### [EXERCISES]
• 1. From the court excerpt about the park stabbing, write out the passage from "Lopez testified that" to "of this threat.".
• 2. In the court excerpt about the park stabbing, at what time did Juan testify that he arrived at the park on May 18?
• 3. Decide whether each statement agrees with the court excerpt about the park stabbing, and quote the words that settle it: (a) Edson advised Juan of his Miranda rights before Juan spoke with him. (b) Lopez knew that Juan was aware of the threat from Cayetano's friend. (c) Juan testified that Cayetano kicked him in the eye.

+++ GIVEN TEXT +++

Pomona Police Department Detective Jonathan Edson responded with his partner to a report of a stabbing at the park. Edson interviewed Juan at the park. Edson advised Juan of his Miranda rights, and Juan agreed to speak with him. Edson asked Juan if he got upset when Cayetano broke his phone, and Juan answered, "I kinda did." Edson asked Juan, "Is that when you stabbed him in the face?" Juan responded, "Something like that." Juan told Edson that Cayetano had previously intimidated him and picked on him. Cayetano attacked him, and he stabbed Cayetano three times to defend himself. When asked whether he did anything wrong, Juan "said he should have left when he saw Roger and when he stabbed Roger . . . ."

Miranda v. Arizona (1966) 384 U.S. 436 [86 S .Ct. 1602, 16 L.Ed.2d 694]. Juan does not assert any error as to admission of Juan's statements to Edson.

Lopez testified that Cayetano had been physically abusive toward her before, and there was a protective order stating that he should not come near her.

2. The Defense Evidence

Juan also called Lopez as a witness. Cayetano told Lopez that a friend of his had asked if he wanted the friend to "take care of" Juan for him. Cayetano told his friend, "Go for it." Lopez did not know whether Juan was aware of this threat.

Juan testified that he arrived at the park on May 18 at around 10:00 a.m. He was talking on his phone when Lopez and Cayetano appeared next to him. Juan turned, and heard Cayetano say, "You talking shit" and "[l]et's get down," meaning they should fight. Cayetano then kicked him in the eye, and Juan fell to the ground.

+++ RECORDS SHOWN +++

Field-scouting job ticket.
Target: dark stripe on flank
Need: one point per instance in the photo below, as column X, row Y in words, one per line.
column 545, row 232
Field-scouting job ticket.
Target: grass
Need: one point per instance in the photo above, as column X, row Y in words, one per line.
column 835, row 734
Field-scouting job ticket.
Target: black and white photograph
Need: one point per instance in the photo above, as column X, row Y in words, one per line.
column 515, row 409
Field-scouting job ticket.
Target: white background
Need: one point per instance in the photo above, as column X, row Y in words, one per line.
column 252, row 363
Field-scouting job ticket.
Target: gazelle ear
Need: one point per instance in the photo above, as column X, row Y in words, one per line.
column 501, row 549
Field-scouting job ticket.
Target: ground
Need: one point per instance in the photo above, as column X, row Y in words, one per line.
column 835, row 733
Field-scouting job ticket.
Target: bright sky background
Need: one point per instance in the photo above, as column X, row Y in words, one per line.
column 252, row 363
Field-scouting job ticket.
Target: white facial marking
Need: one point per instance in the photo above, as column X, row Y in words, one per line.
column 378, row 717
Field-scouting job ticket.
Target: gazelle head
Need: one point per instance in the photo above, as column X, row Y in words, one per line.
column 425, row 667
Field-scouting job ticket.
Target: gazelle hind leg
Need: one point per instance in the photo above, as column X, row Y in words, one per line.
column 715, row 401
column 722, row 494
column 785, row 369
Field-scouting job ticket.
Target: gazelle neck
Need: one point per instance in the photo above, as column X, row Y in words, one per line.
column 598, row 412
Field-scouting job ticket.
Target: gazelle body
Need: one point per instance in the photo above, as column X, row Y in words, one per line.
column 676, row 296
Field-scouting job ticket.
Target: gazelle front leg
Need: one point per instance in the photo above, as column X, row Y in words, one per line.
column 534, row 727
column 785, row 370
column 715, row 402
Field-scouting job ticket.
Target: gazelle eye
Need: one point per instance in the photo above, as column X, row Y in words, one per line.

+++

### [EXPECTED RESPONSES]
• 1.
Lopez testified that Cayetano had been physically abusive toward her before, and there was a protective order stating that he should not come near her.

2. The Defense Evidence

Juan also called Lopez as a witness. Cayetano told Lopez that a friend of his had asked if he wanted the friend to "take care of" Juan for him. Cayetano told his friend, "Go for it." Lopez did not know whether Juan was aware of this threat.

• 2. Around 10:00 a.m.

• 3.
(a) Yes: "Edson advised Juan of his Miranda rights, and Juan agreed to speak with him."
(b) No: "Lopez did not know whether Juan was aware of this threat."
(c) Yes: "Cayetano then kicked him in the eye, and Juan fell to the ground."